→ SUPPLIED PASSAGE:
Upper Empire

The Bayou Vacherie area still has lots and lots of marsh, and the salty creatures that love to call it home.

The poor guy was blinking, shaking his head and seemed to be screaming. My passenger window was rolled up, and Bobby’s radio was BLARING Dylan’s “Like a Rolling Stone” — “How does it FEEE-EEL!” — at 1972 Warehouse levels so I couldn’t be sure. The guy was hoisting an orange basket of ice to his chum in the boat, so he couldn’t swat. He could only blink, scream and shake his head maniacally. His pod-nuh quickly dumped the ice in an opened ice-chest, hurled the basket down and started swatting crazily at his eyes and ears.

Heaven help us, I thought.

“Told ya we needed some wind,” I gasped at Bobby while getting out at Frelich’s. “I’ll get the bait and ice,” I continued. “Y’all got the beer.”

→ RECORDS SHOWN:
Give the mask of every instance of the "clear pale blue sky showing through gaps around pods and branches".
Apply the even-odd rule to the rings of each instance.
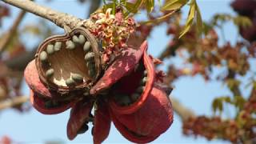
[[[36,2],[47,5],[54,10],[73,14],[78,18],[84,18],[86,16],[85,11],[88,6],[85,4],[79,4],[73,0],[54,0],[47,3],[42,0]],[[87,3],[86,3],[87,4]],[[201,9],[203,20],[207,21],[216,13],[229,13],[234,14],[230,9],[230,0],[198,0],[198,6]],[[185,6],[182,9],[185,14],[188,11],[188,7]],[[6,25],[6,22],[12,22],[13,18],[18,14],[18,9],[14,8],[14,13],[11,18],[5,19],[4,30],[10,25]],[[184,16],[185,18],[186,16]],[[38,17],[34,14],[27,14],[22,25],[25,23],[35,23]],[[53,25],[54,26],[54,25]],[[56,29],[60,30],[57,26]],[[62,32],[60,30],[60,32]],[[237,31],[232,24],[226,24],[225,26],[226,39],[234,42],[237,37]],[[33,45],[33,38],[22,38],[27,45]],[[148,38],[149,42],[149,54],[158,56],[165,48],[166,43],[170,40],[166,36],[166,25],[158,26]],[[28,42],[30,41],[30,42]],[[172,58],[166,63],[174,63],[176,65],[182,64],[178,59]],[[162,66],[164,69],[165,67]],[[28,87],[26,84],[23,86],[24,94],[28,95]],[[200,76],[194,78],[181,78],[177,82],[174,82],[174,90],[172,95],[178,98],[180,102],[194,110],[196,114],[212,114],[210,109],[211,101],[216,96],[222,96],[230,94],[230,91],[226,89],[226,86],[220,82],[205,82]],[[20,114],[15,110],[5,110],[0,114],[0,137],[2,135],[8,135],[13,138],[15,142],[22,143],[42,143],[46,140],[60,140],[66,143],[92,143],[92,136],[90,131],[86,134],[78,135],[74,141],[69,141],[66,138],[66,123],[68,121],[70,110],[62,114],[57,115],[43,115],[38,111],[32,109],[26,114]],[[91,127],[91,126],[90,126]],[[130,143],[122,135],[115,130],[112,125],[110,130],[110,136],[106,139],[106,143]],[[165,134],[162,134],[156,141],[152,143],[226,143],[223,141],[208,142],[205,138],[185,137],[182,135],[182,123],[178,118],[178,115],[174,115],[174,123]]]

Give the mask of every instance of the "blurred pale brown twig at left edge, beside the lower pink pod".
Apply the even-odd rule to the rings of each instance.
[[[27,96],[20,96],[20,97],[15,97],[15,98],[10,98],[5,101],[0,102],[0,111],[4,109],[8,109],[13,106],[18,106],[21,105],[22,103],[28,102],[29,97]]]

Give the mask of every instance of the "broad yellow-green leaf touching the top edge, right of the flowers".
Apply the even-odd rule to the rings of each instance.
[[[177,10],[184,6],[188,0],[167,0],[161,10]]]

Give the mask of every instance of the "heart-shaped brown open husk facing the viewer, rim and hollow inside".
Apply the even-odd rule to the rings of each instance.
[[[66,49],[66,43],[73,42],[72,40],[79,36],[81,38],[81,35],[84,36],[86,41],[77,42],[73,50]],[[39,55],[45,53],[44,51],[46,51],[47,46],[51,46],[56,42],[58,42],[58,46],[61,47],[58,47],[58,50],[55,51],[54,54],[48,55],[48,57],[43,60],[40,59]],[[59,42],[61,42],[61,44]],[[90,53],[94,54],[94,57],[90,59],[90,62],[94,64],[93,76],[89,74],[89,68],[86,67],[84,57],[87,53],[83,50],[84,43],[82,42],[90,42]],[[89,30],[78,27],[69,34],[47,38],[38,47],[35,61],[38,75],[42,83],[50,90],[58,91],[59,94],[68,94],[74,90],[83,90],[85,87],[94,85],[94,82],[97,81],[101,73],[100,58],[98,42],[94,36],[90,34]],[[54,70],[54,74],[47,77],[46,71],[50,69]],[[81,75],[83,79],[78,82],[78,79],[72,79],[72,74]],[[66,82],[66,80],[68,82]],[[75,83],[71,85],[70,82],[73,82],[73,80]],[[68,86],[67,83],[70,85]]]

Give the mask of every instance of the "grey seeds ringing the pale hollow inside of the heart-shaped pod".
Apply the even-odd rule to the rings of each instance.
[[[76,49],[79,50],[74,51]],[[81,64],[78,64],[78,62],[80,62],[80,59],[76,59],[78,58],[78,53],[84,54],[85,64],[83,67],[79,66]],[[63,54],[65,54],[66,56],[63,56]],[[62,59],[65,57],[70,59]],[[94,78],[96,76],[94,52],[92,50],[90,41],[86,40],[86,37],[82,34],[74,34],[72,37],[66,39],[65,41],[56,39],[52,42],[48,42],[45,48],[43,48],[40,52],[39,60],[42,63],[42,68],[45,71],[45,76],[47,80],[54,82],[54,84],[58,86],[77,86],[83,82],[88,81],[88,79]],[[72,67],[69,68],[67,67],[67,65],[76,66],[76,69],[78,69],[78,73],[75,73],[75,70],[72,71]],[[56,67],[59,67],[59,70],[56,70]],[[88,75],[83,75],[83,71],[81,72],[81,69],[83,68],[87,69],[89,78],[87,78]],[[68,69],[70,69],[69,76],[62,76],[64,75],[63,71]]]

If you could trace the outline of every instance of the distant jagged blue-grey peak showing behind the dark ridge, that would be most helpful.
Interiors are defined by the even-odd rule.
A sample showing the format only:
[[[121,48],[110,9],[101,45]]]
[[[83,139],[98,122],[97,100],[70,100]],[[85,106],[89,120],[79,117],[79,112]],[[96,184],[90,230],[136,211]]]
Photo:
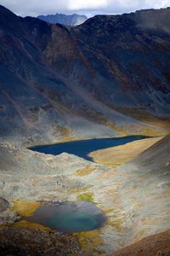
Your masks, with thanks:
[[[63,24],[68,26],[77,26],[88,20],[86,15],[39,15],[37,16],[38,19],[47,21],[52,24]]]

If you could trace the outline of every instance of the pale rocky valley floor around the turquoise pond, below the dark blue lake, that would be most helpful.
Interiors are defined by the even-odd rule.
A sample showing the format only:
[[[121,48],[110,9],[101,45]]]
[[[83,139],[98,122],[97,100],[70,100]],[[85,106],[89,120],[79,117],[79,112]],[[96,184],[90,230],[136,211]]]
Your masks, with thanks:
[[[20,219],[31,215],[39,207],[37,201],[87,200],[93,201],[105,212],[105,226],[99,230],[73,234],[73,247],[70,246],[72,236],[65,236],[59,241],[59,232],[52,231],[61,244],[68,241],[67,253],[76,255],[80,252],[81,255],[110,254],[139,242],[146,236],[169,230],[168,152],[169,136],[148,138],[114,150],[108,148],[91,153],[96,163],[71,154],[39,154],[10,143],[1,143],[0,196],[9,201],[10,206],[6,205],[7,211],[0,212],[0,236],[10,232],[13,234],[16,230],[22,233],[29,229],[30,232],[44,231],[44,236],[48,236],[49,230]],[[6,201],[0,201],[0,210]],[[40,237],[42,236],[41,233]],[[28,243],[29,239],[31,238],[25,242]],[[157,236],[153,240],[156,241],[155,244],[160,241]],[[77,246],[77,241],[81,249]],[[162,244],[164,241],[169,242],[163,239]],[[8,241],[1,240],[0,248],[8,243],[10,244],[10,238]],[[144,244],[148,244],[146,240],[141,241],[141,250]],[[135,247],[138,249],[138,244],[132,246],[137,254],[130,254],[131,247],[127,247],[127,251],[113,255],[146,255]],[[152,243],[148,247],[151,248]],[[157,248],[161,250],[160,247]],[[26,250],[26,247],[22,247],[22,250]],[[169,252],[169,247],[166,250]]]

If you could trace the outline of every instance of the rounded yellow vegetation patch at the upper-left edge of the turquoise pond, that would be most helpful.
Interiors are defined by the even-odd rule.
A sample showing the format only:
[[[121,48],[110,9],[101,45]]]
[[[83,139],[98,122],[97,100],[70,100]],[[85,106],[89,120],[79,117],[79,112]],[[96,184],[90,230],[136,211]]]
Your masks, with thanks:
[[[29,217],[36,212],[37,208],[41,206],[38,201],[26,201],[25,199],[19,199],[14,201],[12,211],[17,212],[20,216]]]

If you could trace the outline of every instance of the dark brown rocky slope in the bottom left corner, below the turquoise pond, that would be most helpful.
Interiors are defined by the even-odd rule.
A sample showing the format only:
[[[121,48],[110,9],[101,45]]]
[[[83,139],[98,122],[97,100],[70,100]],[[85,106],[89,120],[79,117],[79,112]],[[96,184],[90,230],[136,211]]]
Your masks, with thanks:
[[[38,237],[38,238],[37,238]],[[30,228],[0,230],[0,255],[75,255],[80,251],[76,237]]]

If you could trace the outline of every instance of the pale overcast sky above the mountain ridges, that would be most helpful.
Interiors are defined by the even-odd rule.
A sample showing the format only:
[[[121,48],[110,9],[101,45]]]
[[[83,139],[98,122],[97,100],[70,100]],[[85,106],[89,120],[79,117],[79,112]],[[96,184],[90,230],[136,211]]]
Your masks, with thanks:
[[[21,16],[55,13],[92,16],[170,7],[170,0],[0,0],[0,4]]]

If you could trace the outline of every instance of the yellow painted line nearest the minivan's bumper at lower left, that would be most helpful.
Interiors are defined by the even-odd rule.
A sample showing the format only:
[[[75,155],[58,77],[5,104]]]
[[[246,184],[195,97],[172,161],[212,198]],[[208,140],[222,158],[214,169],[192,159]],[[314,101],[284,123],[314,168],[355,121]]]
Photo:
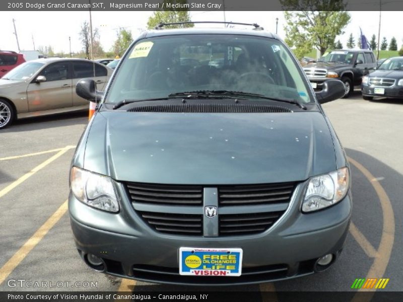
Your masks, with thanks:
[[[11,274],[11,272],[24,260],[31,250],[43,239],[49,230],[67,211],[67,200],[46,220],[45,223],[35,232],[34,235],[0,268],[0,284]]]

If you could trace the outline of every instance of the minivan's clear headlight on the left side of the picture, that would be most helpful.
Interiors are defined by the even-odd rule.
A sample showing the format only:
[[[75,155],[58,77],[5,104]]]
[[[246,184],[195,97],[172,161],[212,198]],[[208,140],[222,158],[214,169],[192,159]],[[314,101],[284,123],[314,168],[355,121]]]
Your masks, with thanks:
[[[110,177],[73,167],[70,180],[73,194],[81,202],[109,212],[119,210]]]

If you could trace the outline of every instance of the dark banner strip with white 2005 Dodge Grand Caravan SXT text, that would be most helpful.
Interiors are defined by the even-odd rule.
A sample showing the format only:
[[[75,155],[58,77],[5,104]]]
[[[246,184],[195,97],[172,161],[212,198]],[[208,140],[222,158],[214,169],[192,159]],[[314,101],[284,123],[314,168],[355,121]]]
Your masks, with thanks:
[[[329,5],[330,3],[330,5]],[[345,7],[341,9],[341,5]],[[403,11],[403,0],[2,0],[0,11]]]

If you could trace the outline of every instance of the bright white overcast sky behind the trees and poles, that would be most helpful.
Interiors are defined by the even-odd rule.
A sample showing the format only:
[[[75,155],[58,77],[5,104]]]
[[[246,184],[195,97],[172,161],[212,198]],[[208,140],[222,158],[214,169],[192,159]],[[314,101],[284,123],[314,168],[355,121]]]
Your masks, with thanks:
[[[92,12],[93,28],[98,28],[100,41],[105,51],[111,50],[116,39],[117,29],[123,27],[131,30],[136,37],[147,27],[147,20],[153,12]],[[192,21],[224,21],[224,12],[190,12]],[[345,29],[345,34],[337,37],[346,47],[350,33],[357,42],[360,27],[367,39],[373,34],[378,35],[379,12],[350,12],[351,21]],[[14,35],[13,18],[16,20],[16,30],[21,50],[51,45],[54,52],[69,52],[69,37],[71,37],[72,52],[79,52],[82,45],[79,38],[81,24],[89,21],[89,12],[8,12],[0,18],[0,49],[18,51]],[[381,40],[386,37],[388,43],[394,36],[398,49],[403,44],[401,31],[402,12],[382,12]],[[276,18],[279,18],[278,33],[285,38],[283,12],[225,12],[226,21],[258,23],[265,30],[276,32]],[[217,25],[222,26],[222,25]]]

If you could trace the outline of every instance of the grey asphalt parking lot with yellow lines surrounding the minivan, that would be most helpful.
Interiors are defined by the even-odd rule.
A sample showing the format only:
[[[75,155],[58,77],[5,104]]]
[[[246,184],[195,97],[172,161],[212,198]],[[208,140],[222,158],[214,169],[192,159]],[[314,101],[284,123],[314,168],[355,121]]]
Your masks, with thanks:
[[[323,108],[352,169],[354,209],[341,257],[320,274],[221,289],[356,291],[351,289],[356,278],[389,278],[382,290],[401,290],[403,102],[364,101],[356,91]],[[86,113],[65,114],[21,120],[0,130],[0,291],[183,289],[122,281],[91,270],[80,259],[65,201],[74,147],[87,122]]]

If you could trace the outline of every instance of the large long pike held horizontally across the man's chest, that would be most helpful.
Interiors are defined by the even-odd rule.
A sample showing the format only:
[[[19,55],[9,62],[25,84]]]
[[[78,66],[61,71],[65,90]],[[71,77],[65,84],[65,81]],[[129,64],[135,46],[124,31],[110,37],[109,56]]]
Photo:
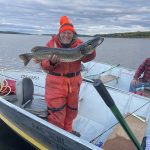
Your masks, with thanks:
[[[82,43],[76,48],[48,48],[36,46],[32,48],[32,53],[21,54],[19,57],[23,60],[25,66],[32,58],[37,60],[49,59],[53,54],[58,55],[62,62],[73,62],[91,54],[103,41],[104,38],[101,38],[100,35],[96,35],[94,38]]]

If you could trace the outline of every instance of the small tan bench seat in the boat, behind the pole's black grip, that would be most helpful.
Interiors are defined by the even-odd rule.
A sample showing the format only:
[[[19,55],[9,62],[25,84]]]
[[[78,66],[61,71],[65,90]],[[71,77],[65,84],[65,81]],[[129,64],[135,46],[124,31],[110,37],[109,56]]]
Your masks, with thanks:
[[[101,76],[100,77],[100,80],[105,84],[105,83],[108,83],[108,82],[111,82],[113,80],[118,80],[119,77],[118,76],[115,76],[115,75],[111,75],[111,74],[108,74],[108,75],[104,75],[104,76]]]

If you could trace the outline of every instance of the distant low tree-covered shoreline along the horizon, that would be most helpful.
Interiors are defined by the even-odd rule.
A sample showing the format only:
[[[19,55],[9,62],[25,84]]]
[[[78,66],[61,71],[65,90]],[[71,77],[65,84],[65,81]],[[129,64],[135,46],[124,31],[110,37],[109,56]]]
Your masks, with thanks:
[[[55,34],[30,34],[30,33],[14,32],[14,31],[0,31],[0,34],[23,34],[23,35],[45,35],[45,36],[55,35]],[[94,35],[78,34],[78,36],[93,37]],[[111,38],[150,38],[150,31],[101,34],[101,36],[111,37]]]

→ PROBLEMS TO WORK ON:
• A. Set down the part of the Bayou Vacherie story that opens with the words containing "The Bayou Vacherie" and closes with "eyes and ears.".
• B. In the Bayou Vacherie story, why couldn't the narrator be sure the man was screaming? Answer in one to three sentences.
• C. Continue the Bayou Vacherie story from its final sentence.

→ ANSWERS TO THE PROBLEMS:
• A.
The Bayou Vacherie area still has lots and lots of marsh, and the salty creatures that love to call it home.

The poor guy was blinking, shaking his head and seemed to be screaming. My passenger window was rolled up, and Bobby’s radio was BLARING Dylan’s “Like a Rolling Stone” — “How does it FEEE-EEL!” — at 1972 Warehouse levels so I couldn’t be sure. The guy was hoisting an orange basket of ice to his chum in the boat, so he couldn’t swat. He could only blink, scream and shake his head maniacally. His pod-nuh quickly dumped the ice in an opened ice-chest, hurled the basket down and started swatting crazily at his eyes and ears.

• B. The narrator's passenger window was rolled up. Bobby's radio was also blaring Dylan's "Like a Rolling Stone" at full volume.

• C.
“Fair enough,” Bobby smirked. “And don’t worry, that wind’s supposed to kick up later this morning. Got plenty Skin-So-Soft anyway. We’ll be alright.”

I’ll take mosquitoes any day, I thought to myself while walking briskly through the parking area. Heck, I’ll take cottonmouths and leeches to GNATS!

On calm spring days, no more hideous torture bedevils the coastal fisherman. Oh sure, Off and Skin-So-Soft work — but you can’t apply the stuff inside your eyelids or inside your mouth and nostrils. So those vicious little buggers zero-in on this tender flesh. Horrible..HORRIBLE!

A line had formed for the maw-ket shrimp, and the small talk was all gnat-related. I tried to block out the obnoxious babble.

Suddenly, “well, well, WELL!” came a loud salutation from behind me. I didn’t like it. The voice was vaguely familiar, and the tone was more snide than friendly. So I tried to ignore him too.

“Six pounds of shrimp, please,” I signaled to the frantic fellow behind the counter. “And a basket of ice.”

“Well if it ain’t Mr. Deerslayer HIMSELF!”

The voice behind me was louder and more snide this time. No mistaking it now. He was talking to me.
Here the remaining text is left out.